WHAT TO WORK ON: Continue the excerpt on claims-based algorithms for diagnosing diabetes, starting right after its last sentence.

EXCERPT:
=-=-=-=-=

In the present study, we quantitatively evaluated the sensitivity and specificity of 17 algorithms for the diagnosis of diabetes based on the national claims data, using the JMDC claims database, which provided well‐balanced algorithms for diagnosis (algorithms 9 and 12) based on the Kappa Index. These algorithms were in almost perfect agreement with the diagnosis based on blood test values and diabetic prescriptions. Algorithms 9 and 12 had three elements: the diagnosis‐related codes for diabetes without suspected flag, the medication codes for diabetes and then these two codes on the same record. We also found that using the diabetes diagnosis date had no effect on the diagnosis of diabetes, as in algorithms 9 and 12.

=-=-=-=-=

ENTRIES SHOWN:
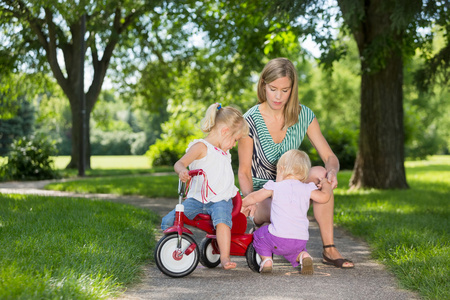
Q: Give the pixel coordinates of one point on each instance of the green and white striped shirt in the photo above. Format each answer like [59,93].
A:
[266,152]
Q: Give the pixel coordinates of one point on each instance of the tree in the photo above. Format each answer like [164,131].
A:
[46,36]
[386,32]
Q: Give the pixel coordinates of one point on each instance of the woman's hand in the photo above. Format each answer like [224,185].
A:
[332,178]
[248,210]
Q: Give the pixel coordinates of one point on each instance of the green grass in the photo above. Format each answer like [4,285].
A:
[65,248]
[110,166]
[150,186]
[408,230]
[106,166]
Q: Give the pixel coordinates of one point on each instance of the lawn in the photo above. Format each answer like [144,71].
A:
[408,231]
[66,248]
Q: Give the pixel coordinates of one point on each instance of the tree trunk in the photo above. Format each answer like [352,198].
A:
[75,108]
[380,161]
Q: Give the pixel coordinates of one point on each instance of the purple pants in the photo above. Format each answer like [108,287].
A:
[267,244]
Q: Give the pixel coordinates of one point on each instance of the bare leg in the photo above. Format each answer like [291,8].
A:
[267,267]
[224,240]
[262,213]
[324,214]
[306,263]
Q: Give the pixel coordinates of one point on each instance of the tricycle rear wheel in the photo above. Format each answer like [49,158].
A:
[207,256]
[253,259]
[169,262]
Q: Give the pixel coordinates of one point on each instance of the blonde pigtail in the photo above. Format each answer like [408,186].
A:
[210,117]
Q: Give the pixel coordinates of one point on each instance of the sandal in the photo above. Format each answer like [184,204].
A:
[264,269]
[306,264]
[338,263]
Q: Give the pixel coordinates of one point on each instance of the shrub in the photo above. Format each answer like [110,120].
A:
[30,159]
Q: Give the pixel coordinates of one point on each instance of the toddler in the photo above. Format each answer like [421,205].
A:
[225,126]
[287,234]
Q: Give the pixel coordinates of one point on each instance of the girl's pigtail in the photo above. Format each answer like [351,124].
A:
[210,117]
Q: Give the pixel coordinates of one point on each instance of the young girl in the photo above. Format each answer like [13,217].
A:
[287,234]
[225,126]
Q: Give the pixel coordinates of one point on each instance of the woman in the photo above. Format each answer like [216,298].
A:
[278,124]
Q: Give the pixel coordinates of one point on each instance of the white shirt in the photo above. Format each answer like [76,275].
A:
[219,173]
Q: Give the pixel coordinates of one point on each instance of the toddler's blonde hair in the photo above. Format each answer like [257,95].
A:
[295,163]
[230,116]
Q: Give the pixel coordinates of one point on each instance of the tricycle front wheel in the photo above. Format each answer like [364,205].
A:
[208,257]
[173,261]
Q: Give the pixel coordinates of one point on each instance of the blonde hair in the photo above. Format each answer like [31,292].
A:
[295,163]
[230,116]
[275,69]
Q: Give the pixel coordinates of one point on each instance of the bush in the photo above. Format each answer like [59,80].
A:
[30,159]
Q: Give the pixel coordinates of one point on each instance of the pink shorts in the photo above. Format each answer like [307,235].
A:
[267,244]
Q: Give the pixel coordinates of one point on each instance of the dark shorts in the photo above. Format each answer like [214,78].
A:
[267,244]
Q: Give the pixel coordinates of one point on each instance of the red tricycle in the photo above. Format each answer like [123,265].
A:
[177,253]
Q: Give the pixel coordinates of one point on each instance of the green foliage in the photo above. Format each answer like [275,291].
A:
[22,124]
[406,229]
[30,159]
[177,134]
[65,248]
[344,143]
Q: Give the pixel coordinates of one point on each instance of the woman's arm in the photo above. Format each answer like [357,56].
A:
[197,151]
[256,197]
[245,151]
[326,154]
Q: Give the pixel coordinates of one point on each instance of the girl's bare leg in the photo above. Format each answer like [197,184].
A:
[262,213]
[224,240]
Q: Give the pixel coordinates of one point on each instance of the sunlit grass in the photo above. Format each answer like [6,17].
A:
[64,248]
[408,230]
[114,165]
[150,186]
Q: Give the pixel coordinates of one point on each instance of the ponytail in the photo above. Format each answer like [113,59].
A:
[228,115]
[210,118]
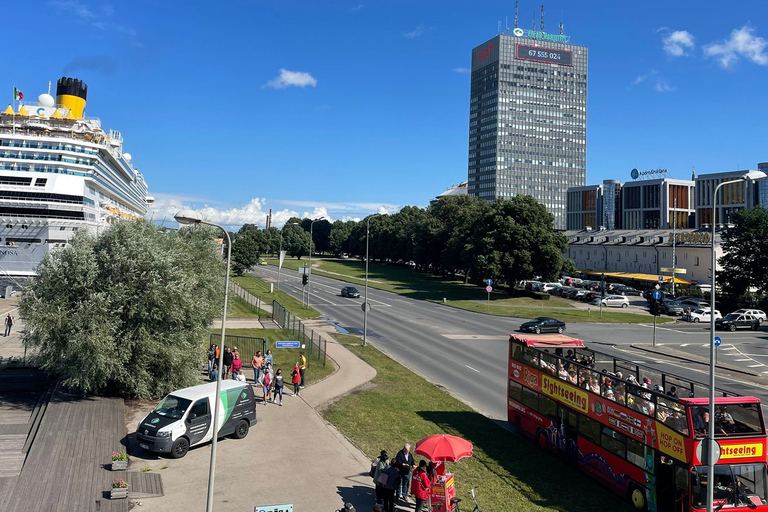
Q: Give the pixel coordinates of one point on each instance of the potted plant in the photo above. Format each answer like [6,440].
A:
[119,460]
[119,489]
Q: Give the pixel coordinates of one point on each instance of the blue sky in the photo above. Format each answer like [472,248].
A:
[345,108]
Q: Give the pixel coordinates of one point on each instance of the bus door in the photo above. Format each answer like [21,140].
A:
[568,428]
[671,484]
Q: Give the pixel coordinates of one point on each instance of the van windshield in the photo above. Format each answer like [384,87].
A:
[172,407]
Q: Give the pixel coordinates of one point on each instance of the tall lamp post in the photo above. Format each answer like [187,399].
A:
[193,217]
[751,176]
[280,253]
[366,307]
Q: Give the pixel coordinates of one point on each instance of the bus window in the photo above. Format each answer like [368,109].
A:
[614,442]
[589,429]
[515,391]
[531,399]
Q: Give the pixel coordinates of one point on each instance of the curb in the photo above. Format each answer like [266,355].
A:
[692,359]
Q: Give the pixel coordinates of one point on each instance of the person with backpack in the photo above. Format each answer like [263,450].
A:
[295,379]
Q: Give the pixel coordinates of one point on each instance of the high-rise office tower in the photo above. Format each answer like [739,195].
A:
[528,119]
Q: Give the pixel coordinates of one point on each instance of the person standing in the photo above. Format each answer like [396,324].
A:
[228,358]
[302,366]
[256,363]
[278,385]
[9,324]
[295,379]
[404,462]
[420,485]
[381,465]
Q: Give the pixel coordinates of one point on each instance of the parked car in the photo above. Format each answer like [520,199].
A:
[613,301]
[702,315]
[733,321]
[671,307]
[757,313]
[351,292]
[543,324]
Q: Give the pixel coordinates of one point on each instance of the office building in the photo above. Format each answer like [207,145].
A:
[528,119]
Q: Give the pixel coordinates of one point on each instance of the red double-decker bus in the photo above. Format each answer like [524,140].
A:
[634,428]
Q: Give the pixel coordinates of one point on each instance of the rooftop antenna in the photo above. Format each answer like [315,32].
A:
[515,13]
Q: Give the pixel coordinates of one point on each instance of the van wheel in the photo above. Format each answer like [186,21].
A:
[180,448]
[241,430]
[636,498]
[542,441]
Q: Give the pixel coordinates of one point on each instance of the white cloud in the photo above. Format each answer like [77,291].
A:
[257,210]
[678,42]
[414,33]
[743,43]
[288,78]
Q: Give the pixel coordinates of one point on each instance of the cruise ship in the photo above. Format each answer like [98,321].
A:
[60,172]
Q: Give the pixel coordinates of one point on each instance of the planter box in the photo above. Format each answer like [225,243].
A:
[117,494]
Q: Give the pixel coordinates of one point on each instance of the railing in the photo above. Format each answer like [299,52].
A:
[316,344]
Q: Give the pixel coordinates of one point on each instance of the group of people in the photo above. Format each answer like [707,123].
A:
[396,478]
[270,380]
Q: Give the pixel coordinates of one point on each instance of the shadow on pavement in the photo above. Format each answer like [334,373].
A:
[543,479]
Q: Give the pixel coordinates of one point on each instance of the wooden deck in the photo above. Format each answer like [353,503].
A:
[67,465]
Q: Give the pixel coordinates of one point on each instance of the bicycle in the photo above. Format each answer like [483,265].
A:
[455,502]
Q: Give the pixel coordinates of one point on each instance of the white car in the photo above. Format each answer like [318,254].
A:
[702,315]
[757,313]
[615,301]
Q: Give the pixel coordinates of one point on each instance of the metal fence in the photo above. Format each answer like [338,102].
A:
[314,342]
[253,300]
[246,345]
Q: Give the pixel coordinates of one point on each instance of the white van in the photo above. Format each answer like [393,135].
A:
[184,418]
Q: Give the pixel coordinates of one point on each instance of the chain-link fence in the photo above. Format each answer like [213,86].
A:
[314,342]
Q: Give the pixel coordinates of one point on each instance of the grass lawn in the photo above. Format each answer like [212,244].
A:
[260,289]
[510,474]
[284,358]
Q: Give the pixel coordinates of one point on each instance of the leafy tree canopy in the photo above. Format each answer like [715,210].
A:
[126,311]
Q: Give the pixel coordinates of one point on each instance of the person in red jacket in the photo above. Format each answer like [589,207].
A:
[295,379]
[420,485]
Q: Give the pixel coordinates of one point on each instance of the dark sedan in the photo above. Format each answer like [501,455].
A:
[351,292]
[543,324]
[732,321]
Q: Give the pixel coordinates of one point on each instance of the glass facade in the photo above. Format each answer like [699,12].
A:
[528,121]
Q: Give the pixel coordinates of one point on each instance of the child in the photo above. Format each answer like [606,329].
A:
[295,379]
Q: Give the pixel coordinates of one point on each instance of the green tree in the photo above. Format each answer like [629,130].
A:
[125,312]
[745,253]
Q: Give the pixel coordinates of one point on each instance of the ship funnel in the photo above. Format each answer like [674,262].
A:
[71,94]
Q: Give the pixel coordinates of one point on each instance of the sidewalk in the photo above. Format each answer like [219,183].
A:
[290,456]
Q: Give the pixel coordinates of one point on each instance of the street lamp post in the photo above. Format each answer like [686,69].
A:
[365,299]
[193,217]
[751,176]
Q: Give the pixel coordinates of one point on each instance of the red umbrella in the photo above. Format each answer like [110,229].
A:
[443,447]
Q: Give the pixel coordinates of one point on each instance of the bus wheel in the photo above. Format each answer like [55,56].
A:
[637,499]
[180,448]
[542,441]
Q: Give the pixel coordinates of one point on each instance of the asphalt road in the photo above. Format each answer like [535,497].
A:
[466,352]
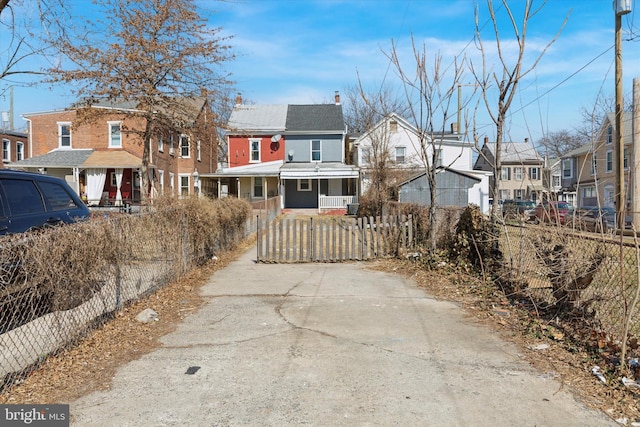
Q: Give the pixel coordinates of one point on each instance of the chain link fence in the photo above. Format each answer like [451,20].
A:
[57,284]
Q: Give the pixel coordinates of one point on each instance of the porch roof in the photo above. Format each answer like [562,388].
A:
[318,170]
[112,159]
[55,159]
[257,169]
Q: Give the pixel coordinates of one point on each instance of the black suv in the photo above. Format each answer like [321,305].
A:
[31,201]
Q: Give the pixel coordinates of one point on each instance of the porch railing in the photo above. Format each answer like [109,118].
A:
[336,202]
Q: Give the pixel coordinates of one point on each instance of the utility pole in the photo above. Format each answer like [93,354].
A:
[622,7]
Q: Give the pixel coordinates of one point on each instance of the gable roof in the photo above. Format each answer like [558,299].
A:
[315,117]
[258,118]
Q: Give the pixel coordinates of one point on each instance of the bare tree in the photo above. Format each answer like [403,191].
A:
[156,54]
[430,94]
[560,142]
[506,79]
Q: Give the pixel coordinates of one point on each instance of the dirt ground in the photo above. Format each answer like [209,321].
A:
[91,364]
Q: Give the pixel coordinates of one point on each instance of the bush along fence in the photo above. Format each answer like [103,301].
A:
[587,284]
[58,284]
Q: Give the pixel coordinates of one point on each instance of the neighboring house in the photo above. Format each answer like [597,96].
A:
[295,151]
[589,172]
[521,171]
[101,158]
[453,188]
[394,142]
[14,146]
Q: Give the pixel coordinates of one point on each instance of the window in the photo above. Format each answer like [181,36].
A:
[505,173]
[316,151]
[609,159]
[567,168]
[257,187]
[6,150]
[304,185]
[589,192]
[64,135]
[184,185]
[626,158]
[161,181]
[254,147]
[184,146]
[115,137]
[518,174]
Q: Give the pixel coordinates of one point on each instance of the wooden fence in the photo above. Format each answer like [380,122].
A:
[318,239]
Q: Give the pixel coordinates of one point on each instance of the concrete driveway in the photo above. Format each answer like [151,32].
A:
[329,344]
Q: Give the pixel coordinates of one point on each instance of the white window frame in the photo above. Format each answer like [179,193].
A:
[180,178]
[61,126]
[110,128]
[184,148]
[570,163]
[518,173]
[6,151]
[319,150]
[307,187]
[257,150]
[609,161]
[19,151]
[254,186]
[160,181]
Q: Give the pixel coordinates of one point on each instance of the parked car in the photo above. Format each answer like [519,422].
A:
[31,201]
[595,219]
[552,212]
[517,208]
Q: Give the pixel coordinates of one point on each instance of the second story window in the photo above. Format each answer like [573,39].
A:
[6,150]
[64,135]
[115,136]
[567,168]
[184,146]
[254,146]
[505,173]
[316,151]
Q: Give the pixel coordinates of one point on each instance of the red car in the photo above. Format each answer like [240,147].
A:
[553,212]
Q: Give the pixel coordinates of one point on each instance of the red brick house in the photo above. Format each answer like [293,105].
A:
[102,158]
[14,146]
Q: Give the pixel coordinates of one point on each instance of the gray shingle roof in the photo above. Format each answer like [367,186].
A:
[315,117]
[56,158]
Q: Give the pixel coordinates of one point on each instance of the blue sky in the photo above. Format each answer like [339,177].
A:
[301,51]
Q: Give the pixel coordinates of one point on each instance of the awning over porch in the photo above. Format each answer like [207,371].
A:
[112,159]
[318,171]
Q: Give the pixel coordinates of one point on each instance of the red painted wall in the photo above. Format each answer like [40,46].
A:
[240,150]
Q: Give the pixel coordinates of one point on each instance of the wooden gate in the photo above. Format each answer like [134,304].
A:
[319,239]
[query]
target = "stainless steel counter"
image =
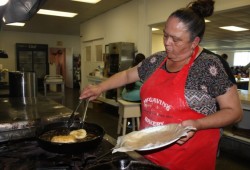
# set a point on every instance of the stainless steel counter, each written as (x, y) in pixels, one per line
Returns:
(19, 116)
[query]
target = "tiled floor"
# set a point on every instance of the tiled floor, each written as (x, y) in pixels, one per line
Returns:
(107, 117)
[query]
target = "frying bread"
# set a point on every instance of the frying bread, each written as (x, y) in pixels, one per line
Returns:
(63, 139)
(78, 134)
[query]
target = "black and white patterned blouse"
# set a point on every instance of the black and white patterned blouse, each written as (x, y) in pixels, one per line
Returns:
(208, 77)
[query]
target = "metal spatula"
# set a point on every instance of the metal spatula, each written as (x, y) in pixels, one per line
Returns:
(72, 116)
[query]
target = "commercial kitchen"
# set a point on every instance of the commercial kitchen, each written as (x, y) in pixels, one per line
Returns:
(46, 90)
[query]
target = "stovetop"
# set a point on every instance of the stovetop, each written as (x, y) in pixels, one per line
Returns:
(26, 154)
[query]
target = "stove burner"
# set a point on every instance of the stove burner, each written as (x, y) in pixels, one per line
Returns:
(26, 154)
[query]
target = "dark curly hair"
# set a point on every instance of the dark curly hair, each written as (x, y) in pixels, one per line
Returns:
(193, 16)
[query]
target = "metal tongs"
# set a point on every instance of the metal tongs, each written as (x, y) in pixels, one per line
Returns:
(72, 116)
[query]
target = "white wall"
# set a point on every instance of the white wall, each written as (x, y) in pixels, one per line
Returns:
(157, 43)
(9, 39)
(131, 21)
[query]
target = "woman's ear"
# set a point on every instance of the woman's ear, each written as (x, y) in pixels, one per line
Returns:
(195, 42)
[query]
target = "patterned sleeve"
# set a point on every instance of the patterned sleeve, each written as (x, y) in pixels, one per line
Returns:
(210, 75)
(149, 65)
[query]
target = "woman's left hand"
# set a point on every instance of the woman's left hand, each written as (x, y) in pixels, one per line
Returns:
(190, 134)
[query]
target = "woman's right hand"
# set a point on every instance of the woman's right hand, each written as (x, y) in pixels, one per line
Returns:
(91, 92)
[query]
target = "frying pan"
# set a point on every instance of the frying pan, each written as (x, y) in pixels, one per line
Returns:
(44, 133)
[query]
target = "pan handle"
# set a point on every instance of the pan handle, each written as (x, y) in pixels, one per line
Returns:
(85, 112)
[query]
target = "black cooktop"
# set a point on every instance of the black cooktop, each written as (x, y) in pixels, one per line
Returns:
(27, 155)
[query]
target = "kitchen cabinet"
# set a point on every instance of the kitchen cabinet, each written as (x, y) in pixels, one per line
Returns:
(33, 58)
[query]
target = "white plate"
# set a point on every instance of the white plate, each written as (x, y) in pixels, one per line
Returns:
(151, 138)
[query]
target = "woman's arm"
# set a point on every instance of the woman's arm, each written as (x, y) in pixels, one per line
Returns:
(115, 81)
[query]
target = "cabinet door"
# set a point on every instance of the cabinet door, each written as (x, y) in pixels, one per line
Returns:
(39, 62)
(25, 61)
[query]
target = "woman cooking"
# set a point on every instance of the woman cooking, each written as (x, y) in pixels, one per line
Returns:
(186, 84)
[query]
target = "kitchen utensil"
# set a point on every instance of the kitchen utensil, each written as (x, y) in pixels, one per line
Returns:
(126, 164)
(151, 138)
(85, 112)
(72, 116)
(45, 133)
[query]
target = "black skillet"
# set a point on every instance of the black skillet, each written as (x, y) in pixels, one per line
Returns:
(44, 134)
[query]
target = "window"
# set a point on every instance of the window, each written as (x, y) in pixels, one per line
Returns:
(241, 58)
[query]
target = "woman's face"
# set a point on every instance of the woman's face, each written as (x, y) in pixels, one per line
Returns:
(177, 40)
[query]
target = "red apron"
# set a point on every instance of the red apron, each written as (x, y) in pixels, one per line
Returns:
(163, 102)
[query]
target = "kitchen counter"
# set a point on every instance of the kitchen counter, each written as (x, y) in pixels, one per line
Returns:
(19, 116)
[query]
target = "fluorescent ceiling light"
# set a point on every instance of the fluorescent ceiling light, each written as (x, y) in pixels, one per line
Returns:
(56, 13)
(234, 28)
(3, 2)
(155, 29)
(88, 1)
(19, 24)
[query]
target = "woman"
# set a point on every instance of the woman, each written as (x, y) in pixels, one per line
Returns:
(184, 84)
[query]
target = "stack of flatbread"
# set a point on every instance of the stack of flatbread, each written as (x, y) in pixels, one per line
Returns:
(151, 138)
(71, 138)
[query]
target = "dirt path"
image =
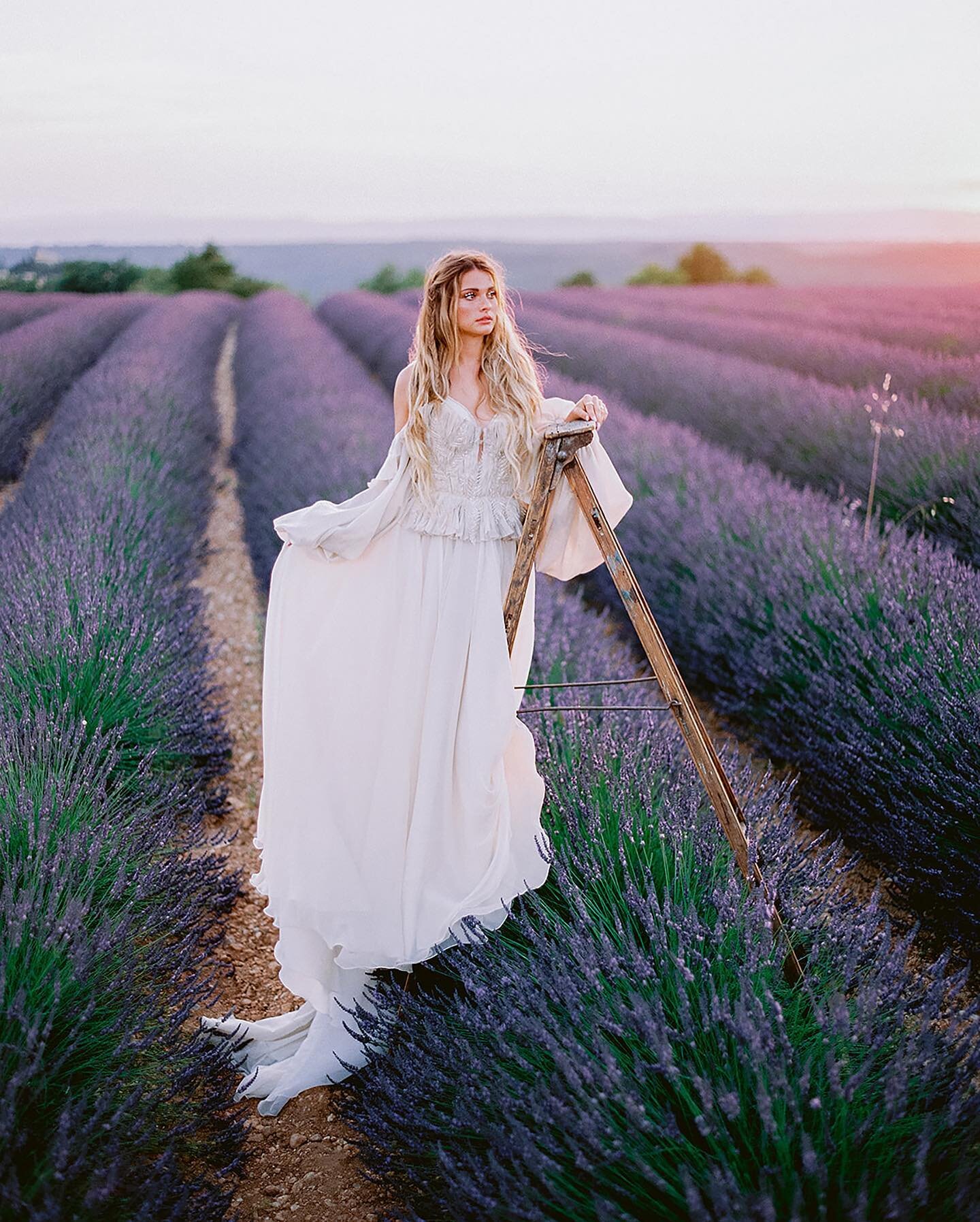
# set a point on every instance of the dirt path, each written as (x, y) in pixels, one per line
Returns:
(304, 1170)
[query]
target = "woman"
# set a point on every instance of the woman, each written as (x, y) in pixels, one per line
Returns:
(400, 792)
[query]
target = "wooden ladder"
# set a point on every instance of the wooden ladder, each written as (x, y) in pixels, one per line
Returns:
(559, 455)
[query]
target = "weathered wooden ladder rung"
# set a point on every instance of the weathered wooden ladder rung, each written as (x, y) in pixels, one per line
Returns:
(559, 456)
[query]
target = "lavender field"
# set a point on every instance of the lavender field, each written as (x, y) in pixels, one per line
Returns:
(626, 1046)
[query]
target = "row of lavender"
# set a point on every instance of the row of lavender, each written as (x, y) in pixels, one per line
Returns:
(951, 383)
(290, 374)
(109, 759)
(857, 661)
(627, 1048)
(18, 308)
(919, 318)
(42, 357)
(815, 434)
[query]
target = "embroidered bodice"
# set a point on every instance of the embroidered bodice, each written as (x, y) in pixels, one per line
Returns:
(472, 481)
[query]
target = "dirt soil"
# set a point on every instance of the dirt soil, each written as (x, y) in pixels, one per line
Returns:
(304, 1168)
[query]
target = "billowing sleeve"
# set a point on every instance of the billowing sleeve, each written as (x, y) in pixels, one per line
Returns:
(344, 530)
(568, 547)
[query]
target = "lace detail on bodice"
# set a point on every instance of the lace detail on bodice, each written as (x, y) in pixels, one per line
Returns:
(473, 483)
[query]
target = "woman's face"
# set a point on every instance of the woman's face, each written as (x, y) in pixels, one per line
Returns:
(477, 308)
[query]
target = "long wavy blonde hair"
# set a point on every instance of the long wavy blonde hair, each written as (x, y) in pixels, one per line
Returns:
(514, 379)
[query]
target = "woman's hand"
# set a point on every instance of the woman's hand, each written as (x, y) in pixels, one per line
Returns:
(589, 407)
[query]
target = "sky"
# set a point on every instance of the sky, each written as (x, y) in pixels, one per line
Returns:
(424, 109)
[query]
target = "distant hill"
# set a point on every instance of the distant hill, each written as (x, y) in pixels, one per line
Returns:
(321, 268)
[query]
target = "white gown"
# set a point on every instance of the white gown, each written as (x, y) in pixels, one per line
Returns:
(400, 791)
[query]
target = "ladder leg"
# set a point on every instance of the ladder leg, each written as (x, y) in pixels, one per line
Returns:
(556, 460)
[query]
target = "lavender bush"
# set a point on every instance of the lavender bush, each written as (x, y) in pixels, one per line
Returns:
(18, 308)
(857, 661)
(915, 318)
(626, 1048)
(110, 753)
(296, 383)
(952, 383)
(815, 434)
(43, 357)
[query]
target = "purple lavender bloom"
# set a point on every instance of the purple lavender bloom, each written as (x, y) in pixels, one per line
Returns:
(857, 662)
(789, 342)
(626, 1048)
(42, 358)
(112, 752)
(815, 434)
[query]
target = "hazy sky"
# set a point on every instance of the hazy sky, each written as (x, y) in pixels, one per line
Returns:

=-=-=-=-=

RESPONSE TO THE EXERCISE:
If the desired result is to generalize to all people with diabetes (generalization), algorithm 16 is useful, with the highest sensitivity of 94.0%. To classify patients as to whether they have diabetes for outcome, algorithm 17 has the highest specificity. To identify cohorts of patients with diabetes, algorithms 9 and 12 have the highest PPV. To reduce the likelihood that people have diabetes, algorithm 1 has the highest NPV. In this manner, we have provided validated algorithms that match the research settings.

Previously, an algorithm for identifying diabetes in Canada was reported 17 . Although it had a sensitivity of 84.2%, specificity of 99.2%, PPV of 92.5% and Kappa Index of 0.87, it is not applicable to Japan because of differences in medical situations, including insurance systems. In the present study, with the use of only the disease name with or without suspected flag, many false positives were observed in the diagnosis (algorithms 1, 5, 7 and 10), suggesting that when diabetes is defined only by disease‐related codes, false positives might largely occur. It is easy to speculate that the disease codes were inputted when the examination of HbA1c value needed to be insured.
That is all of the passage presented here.